PROVIDED PASSAGE -
Soto is now the community coordinator for the group of residents in Avondale who are seeking to bring new life to the town. She said telling stories about the past is an important part of their overall mission, which is to fight a sense that the community has been neglected. Their remedy is to lavish attention on it.
“I would like for people to remember that we were a booming community at one time, and the things that we did have,” said Soto. “I hope that it opens people’s eyes that we can be better than where we were, and offer our kids something so that they could go to college and come back.”
Along with the storytelling project, the group has also supported local organizations that provide activities and services for today’s young families, like the Boys & Girls Clubs of Pueblo County and El Centro de los Pobres, which serves migrant workers. They’ve held trainings to help build the community’s advocacy skills, and ramped up language interpretation efforts aimed at encouraging more ties between English- and Spanish-speaking residents.
Back in Bojon Town, Pam Kocman says the storytelling was key to the neighborhood’s mobilization toward a shared vision.
All the houses in the neighborhood are still standing, and the plan to expand the highway there has been shelved.
And though Bojon Town was focused on remembering its own neighborhood, residents there have found themselves more connected to their neighbors on the other side of the highway, Kocman said. They have an idea for the future, which they have communicated to the city. It involves a walkway that connects the neighborhoods, a path to the Pueblo Riverwalk, and plenty of reminders of the past.
“We’ve been cohesive in moving forward,” she said.
Kocman knows it could have gone another way.
“To be real honest with you, I think we would have been at the mercy of these huge government entities,” she said. “Without a coordinated effort, I think things would have been very different.”

Stored records

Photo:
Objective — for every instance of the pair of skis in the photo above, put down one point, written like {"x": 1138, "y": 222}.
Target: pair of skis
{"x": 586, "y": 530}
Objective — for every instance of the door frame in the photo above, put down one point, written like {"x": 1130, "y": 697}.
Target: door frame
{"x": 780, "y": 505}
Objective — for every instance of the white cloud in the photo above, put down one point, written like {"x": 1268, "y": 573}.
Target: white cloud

STATED TASK -
Copy out, word for word, the part of the Pueblo neighborhoods passage from "Back in Bojon" to "of the past.".

ANSWER TO THE PROBLEM -
Back in Bojon Town, Pam Kocman says the storytelling was key to the neighborhood’s mobilization toward a shared vision.
All the houses in the neighborhood are still standing, and the plan to expand the highway there has been shelved.
And though Bojon Town was focused on remembering its own neighborhood, residents there have found themselves more connected to their neighbors on the other side of the highway, Kocman said. They have an idea for the future, which they have communicated to the city. It involves a walkway that connects the neighborhoods, a path to the Pueblo Riverwalk, and plenty of reminders of the past.